FRAGMENTO DEL DOCUMENTO
● ● ● ● ● ● ●

Dentro del laberinto

Papel

Una de las imágenes más conmovedoras que los últimos atentados terroristas han dejado es la sorpresa, la indignación de los que, sin daños, sólo con el susto, hablan de lo que han vivido. Con la voz alterada se enfrentan a la nueva realidad, intentan recomponer a toda prisa la rutina de una vida que se ha visto alterada sin aviso.

Cien kilogramos de explosivos. Se creían a salvo, con esa tranquilidad de quien mira los toros desde la barrera; conocían el peligro, pero como en tantos otros casos de mala suerte, pensaban que estaban a salvo del mismo. Es la estupefacción de la gente de bien, comprensible pero inútil en muchos casos: quien no ha perdido nada retomará sus días y recordará aquel día de miedo con un escalofrío. Quien lo ha perdido ya no tendrá vuelta atrás.

● ● ● ● ● ● ●

(Entradas de datos)
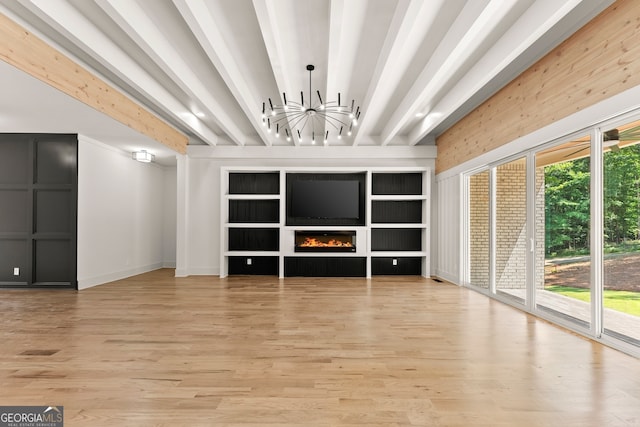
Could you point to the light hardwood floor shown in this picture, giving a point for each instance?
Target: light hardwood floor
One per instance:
(154, 350)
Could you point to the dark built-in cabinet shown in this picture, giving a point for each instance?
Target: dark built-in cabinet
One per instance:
(38, 210)
(258, 231)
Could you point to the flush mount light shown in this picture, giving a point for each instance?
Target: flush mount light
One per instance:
(143, 156)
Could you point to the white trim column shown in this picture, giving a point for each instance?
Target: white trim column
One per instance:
(182, 216)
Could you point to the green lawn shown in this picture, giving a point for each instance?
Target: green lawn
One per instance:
(623, 301)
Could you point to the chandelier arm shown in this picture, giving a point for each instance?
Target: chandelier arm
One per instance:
(287, 117)
(333, 120)
(297, 120)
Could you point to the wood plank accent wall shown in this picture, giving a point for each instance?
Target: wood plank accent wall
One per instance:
(32, 55)
(600, 60)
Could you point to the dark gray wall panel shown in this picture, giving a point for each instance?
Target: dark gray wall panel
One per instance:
(13, 253)
(51, 261)
(14, 159)
(14, 210)
(53, 211)
(55, 159)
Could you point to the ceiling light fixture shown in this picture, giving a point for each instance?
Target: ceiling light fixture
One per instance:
(294, 117)
(143, 156)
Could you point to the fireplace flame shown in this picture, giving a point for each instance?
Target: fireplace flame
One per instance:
(312, 242)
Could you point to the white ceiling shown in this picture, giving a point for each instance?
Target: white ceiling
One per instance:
(414, 67)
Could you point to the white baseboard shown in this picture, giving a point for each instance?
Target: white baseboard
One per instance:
(88, 282)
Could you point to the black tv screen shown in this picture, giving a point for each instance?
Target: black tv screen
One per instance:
(325, 199)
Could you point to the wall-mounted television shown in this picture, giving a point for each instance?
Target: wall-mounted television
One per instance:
(325, 199)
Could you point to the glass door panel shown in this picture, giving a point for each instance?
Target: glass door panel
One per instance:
(511, 230)
(621, 233)
(562, 218)
(479, 229)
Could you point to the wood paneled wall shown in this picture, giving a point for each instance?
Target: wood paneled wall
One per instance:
(600, 60)
(30, 54)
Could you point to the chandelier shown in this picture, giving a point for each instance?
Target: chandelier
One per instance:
(317, 116)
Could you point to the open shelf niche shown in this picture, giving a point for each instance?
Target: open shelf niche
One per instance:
(258, 236)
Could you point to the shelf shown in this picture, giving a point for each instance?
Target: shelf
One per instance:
(252, 225)
(252, 196)
(397, 197)
(254, 211)
(377, 225)
(251, 253)
(254, 183)
(397, 254)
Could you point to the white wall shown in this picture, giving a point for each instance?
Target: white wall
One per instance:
(169, 217)
(122, 226)
(447, 234)
(201, 252)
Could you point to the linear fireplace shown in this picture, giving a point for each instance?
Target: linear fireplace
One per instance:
(325, 241)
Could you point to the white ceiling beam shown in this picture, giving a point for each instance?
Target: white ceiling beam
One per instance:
(77, 28)
(200, 17)
(448, 59)
(522, 35)
(410, 24)
(277, 24)
(136, 23)
(345, 27)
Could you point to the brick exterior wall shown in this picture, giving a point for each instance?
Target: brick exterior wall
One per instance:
(511, 233)
(479, 229)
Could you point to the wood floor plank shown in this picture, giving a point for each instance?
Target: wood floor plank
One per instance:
(155, 350)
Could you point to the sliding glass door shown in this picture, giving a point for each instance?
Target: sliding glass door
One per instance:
(621, 233)
(563, 239)
(511, 230)
(479, 229)
(563, 221)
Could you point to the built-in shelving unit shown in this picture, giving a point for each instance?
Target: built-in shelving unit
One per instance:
(399, 218)
(391, 238)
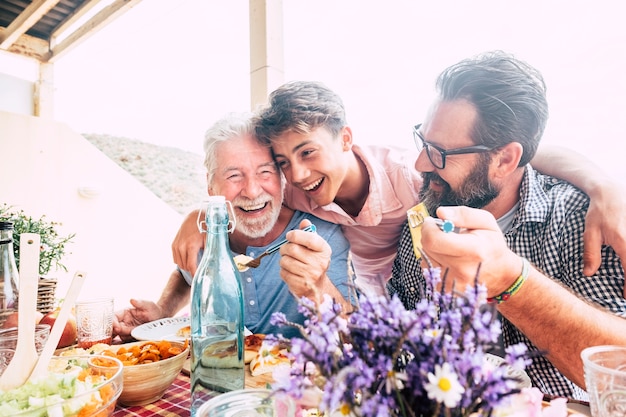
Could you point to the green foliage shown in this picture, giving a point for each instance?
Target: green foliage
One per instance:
(52, 245)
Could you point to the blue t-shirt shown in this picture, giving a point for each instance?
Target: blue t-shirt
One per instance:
(264, 290)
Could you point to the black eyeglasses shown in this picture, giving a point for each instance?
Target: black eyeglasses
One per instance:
(437, 155)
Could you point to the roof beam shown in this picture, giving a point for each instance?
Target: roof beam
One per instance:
(25, 21)
(97, 22)
(29, 46)
(80, 11)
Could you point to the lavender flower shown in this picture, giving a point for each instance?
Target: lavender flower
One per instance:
(384, 360)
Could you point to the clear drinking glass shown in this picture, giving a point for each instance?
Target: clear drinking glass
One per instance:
(605, 377)
(250, 403)
(8, 337)
(94, 322)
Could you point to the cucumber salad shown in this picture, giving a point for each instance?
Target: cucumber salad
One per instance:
(68, 389)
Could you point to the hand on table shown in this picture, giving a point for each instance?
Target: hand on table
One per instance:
(124, 321)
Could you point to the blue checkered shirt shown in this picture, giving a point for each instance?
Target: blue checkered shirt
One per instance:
(548, 231)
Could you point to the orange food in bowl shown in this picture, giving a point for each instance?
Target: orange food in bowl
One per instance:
(149, 369)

● ● ● ● ● ● ●

ACTIVIDAD 1
Reproduce del texto sobre los atentados el tramo que va desde "Cien kilogramos de" hasta "tendrá vuelta atrás.", sin cambiar nada.
ACTIVIDAD 2
Responde a estas preguntas sobre el texto sobre los atentados:
(a) ¿Cómo tienen la voz quienes se enfrentan a la nueva realidad?
(b) ¿Cuántos kilogramos de explosivos se mencionan?
(c) ¿Con qué recordará aquel día de miedo quien no ha perdido nada?

TU SOLUCIÓN 1
Cien kilogramos de explosivos. Se creían a salvo, con esa tranquilidad de quien mira los toros desde la barrera; conocían el peligro, pero como en tantos otros casos de mala suerte, pensaban que estaban a salvo del mismo. Es la estupefacción de la gente de bien, comprensible pero inútil en muchos casos: quien no ha perdido nada retomará sus días y recordará aquel día de miedo con un escalofrío. Quien lo ha perdido ya no tendrá vuelta atrás.

TU SOLUCIÓN 2
(a) Alterada.
(b) Cien.
(c) Con un escalofrío.